[Begin RECORD SET]

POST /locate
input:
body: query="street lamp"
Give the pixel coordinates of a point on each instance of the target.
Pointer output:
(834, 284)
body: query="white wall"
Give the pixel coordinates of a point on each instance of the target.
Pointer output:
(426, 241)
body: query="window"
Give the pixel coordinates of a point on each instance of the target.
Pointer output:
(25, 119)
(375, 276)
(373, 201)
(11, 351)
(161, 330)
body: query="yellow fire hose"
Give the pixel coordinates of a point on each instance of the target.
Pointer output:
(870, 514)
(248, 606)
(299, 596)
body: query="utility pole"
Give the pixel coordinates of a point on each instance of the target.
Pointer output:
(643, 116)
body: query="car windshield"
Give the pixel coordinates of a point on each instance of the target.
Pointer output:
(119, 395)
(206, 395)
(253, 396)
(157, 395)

[End RECORD SET]
[Begin RECORD SET]

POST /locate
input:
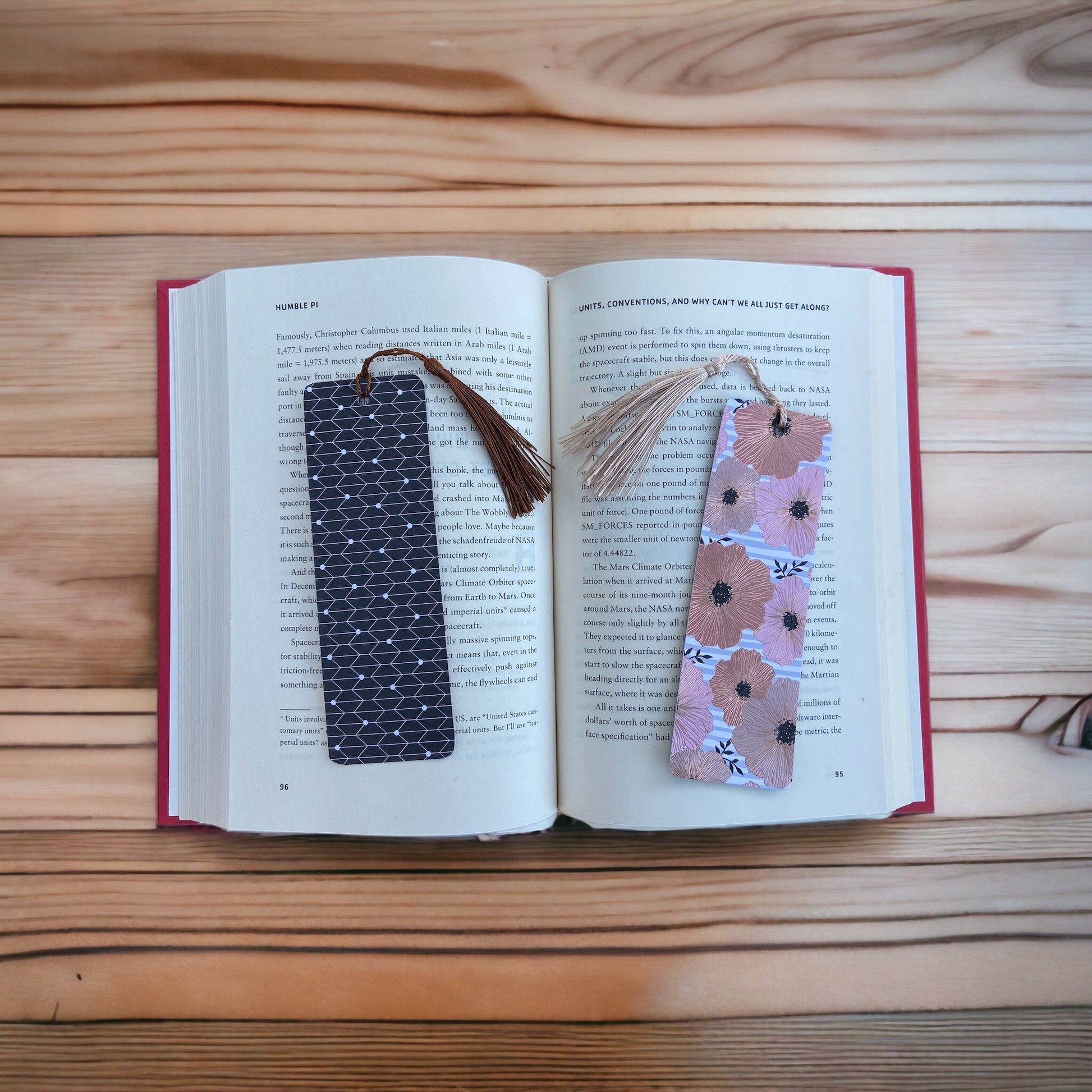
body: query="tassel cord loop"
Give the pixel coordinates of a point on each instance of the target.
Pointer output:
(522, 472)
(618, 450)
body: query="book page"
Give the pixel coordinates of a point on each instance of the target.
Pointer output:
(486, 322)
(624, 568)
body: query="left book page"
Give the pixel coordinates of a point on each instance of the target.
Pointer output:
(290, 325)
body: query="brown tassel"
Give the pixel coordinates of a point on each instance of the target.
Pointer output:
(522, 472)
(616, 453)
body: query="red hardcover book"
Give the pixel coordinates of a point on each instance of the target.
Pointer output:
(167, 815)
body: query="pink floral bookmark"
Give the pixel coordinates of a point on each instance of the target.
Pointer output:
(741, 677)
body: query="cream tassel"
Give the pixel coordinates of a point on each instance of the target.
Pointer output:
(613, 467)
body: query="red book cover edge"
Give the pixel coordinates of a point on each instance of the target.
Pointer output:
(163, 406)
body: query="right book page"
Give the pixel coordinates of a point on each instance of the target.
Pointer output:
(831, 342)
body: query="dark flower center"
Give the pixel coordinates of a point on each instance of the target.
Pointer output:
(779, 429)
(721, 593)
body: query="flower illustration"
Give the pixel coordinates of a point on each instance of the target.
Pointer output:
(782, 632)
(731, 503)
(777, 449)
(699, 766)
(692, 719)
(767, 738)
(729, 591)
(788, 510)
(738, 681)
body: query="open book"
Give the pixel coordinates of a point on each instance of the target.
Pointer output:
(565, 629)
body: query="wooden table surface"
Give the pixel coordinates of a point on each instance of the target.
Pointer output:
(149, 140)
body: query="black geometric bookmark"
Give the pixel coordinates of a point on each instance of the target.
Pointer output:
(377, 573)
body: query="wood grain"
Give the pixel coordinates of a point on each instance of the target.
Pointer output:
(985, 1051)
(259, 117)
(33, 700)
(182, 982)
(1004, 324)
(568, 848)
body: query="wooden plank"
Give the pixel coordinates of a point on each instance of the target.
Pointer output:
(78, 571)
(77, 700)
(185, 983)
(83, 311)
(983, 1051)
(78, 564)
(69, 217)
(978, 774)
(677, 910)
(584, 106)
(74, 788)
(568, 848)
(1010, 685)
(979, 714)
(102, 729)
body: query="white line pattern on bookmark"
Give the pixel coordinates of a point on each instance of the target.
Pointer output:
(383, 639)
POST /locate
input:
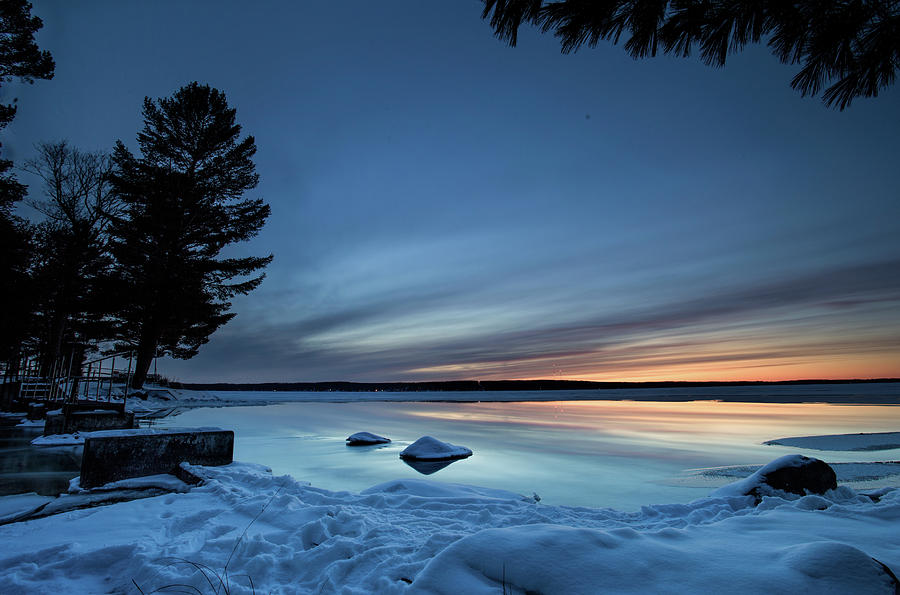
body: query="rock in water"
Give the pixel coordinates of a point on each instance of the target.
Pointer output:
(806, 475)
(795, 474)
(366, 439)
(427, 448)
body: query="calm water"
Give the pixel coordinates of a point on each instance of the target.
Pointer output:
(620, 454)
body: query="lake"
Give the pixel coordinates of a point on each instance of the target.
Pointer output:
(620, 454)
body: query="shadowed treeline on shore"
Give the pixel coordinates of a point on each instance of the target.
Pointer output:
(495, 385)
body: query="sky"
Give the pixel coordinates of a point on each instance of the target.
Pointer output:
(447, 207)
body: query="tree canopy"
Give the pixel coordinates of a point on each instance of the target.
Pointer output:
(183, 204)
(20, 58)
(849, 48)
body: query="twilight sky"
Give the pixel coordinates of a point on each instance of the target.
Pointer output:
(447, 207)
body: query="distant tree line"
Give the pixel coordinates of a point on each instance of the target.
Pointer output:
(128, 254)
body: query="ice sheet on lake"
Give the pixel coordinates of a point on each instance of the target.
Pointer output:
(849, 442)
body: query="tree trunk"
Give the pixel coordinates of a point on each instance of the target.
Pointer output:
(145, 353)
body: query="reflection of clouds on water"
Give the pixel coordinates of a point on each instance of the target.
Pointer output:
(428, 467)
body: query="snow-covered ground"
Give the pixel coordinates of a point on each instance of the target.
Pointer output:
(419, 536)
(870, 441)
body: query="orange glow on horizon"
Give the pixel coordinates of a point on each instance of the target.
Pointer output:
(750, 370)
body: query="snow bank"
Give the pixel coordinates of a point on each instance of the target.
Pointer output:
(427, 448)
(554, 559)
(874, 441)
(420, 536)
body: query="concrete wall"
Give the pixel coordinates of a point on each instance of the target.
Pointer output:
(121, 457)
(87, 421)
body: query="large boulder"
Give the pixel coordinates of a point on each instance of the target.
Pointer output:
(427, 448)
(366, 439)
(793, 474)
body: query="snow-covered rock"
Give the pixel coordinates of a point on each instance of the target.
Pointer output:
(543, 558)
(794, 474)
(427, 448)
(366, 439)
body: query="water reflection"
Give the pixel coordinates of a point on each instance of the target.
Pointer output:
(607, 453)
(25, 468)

[End RECORD SET]
[Begin RECORD SET]

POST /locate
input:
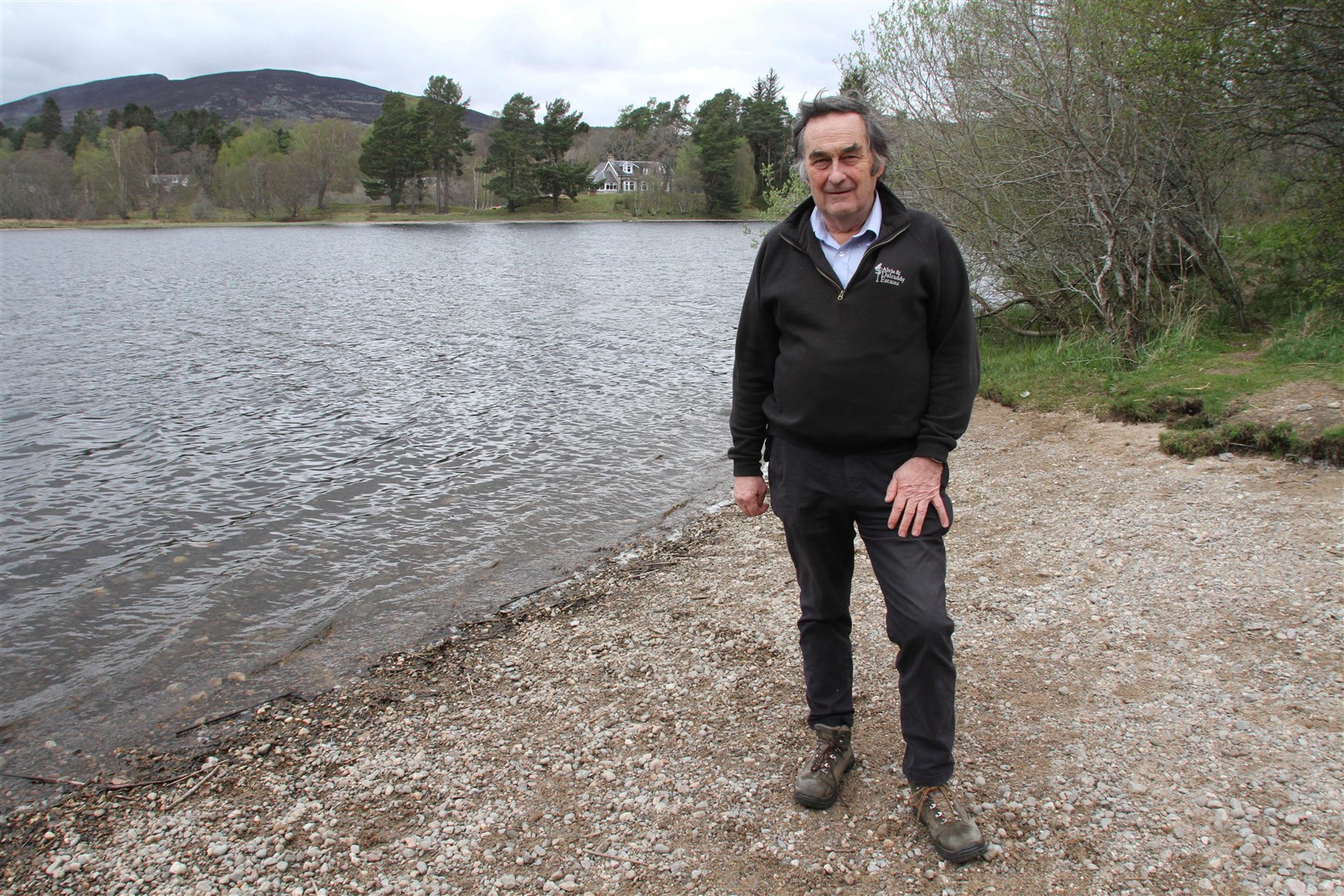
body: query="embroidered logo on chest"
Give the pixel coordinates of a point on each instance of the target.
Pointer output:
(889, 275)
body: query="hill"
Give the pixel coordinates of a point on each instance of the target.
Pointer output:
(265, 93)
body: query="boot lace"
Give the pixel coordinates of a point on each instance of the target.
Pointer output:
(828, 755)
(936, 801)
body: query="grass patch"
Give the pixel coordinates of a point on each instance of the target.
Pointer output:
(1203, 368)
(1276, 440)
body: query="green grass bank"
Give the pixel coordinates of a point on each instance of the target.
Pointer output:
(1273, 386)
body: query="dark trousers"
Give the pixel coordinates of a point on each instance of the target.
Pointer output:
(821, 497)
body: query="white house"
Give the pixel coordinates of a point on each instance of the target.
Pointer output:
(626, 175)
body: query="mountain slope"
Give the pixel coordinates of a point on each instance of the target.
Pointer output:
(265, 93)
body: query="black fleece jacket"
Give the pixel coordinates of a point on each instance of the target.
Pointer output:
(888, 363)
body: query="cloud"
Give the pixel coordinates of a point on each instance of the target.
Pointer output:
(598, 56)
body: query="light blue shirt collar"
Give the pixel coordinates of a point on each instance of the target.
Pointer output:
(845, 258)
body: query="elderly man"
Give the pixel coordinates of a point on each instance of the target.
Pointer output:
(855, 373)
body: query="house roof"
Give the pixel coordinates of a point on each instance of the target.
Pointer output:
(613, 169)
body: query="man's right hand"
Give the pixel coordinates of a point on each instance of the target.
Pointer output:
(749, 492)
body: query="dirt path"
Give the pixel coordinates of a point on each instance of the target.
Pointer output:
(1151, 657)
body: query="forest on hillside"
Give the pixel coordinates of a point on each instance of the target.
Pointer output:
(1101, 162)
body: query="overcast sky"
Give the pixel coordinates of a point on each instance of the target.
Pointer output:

[End RECORD SET]

- SET EXERCISE
Which lines of the entries contain the word "covered"? Report each such line in full, treating uppercase and lowercase as different.

- TASK SOLUTION
body: query="snow-covered ground"
body: query="snow-covered rock"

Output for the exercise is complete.